Problem
Copy out every line of the records in which "loose" can be found.

Dataset records
----------------

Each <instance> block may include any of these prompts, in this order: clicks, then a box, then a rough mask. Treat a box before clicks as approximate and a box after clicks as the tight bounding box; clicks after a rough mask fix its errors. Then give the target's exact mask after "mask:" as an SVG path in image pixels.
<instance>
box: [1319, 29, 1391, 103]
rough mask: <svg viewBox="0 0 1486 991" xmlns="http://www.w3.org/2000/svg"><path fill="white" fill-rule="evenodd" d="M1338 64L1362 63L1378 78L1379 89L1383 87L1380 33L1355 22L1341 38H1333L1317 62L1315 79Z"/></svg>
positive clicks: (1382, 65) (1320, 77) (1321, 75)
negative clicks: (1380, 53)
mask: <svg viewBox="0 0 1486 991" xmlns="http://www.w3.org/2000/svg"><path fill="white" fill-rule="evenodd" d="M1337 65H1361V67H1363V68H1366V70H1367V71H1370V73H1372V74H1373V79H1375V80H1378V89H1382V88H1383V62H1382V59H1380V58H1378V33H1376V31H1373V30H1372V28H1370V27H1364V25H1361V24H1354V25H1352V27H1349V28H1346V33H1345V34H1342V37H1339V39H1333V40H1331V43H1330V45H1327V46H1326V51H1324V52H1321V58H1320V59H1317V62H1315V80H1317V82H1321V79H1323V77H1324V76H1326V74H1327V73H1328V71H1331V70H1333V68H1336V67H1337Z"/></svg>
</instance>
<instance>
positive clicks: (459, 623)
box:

----------------

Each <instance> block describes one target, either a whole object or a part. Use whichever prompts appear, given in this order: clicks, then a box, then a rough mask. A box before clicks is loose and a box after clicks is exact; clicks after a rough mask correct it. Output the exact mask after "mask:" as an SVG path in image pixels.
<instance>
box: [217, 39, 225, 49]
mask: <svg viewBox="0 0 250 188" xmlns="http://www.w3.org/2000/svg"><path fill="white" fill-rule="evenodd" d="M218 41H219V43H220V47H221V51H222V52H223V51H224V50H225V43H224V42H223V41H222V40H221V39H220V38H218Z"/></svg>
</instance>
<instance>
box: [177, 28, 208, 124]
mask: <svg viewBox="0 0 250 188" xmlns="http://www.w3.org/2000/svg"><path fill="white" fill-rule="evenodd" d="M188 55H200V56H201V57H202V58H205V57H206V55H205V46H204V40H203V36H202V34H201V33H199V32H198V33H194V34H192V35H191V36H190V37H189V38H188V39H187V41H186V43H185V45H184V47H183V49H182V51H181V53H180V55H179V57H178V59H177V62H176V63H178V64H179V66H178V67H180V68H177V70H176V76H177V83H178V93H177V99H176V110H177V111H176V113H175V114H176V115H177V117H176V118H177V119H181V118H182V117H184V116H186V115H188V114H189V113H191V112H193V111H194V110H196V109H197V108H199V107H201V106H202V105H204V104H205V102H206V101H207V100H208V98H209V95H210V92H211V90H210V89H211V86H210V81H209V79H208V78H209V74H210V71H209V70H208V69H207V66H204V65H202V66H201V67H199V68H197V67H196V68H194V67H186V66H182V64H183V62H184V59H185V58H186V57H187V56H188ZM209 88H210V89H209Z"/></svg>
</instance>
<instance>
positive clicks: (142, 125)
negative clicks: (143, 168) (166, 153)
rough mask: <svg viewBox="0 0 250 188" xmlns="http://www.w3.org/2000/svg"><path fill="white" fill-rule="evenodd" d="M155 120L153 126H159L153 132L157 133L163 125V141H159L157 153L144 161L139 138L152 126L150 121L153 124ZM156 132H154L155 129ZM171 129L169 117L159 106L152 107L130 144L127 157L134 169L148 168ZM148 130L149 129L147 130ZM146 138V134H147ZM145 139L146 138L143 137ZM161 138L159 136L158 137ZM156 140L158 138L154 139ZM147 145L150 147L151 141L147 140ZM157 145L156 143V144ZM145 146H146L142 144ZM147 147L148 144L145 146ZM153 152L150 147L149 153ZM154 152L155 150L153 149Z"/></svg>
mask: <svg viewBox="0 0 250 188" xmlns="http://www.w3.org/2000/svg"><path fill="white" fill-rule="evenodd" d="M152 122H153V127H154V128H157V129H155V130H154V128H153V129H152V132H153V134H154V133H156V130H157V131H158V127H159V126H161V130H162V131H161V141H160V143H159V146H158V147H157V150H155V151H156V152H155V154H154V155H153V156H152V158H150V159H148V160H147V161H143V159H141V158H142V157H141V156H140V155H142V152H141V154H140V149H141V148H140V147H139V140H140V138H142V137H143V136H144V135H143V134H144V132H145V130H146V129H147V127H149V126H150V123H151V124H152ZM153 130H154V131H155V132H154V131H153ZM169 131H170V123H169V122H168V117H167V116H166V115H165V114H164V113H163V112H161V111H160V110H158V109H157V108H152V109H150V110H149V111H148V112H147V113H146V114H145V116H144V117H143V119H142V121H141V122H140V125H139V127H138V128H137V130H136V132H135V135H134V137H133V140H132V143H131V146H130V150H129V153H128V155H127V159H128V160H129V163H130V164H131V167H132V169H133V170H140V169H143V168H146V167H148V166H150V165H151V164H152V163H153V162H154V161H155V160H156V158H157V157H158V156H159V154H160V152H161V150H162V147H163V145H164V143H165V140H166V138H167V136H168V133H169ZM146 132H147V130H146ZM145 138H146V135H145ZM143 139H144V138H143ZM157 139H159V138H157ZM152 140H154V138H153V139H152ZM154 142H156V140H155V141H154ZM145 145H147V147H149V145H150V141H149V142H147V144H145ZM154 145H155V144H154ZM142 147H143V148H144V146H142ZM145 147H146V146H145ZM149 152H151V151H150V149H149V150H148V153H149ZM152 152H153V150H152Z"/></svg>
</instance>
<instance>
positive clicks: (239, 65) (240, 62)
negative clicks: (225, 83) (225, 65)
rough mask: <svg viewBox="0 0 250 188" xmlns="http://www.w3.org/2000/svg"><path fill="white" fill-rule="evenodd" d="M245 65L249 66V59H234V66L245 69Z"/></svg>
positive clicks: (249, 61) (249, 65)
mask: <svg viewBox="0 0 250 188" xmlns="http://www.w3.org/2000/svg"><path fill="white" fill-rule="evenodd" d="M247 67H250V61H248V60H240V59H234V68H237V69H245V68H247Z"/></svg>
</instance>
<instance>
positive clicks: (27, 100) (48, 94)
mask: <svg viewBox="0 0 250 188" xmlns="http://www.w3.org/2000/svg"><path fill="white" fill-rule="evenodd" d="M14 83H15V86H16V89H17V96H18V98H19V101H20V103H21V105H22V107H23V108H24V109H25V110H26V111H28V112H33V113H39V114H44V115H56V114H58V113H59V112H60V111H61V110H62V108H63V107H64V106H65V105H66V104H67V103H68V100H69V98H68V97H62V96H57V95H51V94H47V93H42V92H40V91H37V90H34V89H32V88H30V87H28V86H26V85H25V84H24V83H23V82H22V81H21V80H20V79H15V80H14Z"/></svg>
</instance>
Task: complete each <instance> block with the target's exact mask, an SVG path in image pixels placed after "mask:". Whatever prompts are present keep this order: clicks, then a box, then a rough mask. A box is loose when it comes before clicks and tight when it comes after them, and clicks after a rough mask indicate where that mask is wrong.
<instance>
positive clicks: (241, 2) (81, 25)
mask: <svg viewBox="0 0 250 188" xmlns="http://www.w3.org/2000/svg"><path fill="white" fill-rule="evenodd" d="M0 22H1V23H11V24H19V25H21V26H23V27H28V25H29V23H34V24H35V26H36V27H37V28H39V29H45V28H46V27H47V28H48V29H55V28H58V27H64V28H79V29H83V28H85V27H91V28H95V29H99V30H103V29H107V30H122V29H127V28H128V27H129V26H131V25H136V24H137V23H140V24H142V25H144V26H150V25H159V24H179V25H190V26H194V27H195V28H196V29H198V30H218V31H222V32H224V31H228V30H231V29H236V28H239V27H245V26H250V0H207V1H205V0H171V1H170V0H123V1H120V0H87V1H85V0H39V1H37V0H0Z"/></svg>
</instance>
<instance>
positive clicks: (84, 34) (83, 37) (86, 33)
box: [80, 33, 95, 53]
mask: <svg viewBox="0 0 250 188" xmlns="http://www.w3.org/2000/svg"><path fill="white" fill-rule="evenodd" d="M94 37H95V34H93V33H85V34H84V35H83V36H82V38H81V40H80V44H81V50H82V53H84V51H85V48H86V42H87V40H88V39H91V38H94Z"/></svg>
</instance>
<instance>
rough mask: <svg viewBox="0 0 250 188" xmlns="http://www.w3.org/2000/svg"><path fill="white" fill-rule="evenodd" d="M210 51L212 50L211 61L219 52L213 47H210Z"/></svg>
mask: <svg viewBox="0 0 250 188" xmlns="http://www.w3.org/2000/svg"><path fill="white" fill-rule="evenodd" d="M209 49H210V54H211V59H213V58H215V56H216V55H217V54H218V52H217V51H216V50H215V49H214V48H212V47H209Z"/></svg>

----------------

Solution to this task
Each <instance> block describes one target, either a whole object or a part. Use whichever prompts appear, given in this order: clicks, then a box, then a rough mask. A box before clicks is loose and a box after clicks is exact; clicks after a rough mask correct it. Output the exact mask after "mask:" as an SVG path in image pixels.
Task: complete each <instance> block with the target's exact mask, an SVG path in image pixels placed after "mask:". Whatever prompts are present keep this order: clicks, then a box, then a rough mask. A box is loose when it comes before clicks and tight when it comes after them, and clicks after a rough mask indicate where that mask is wrong.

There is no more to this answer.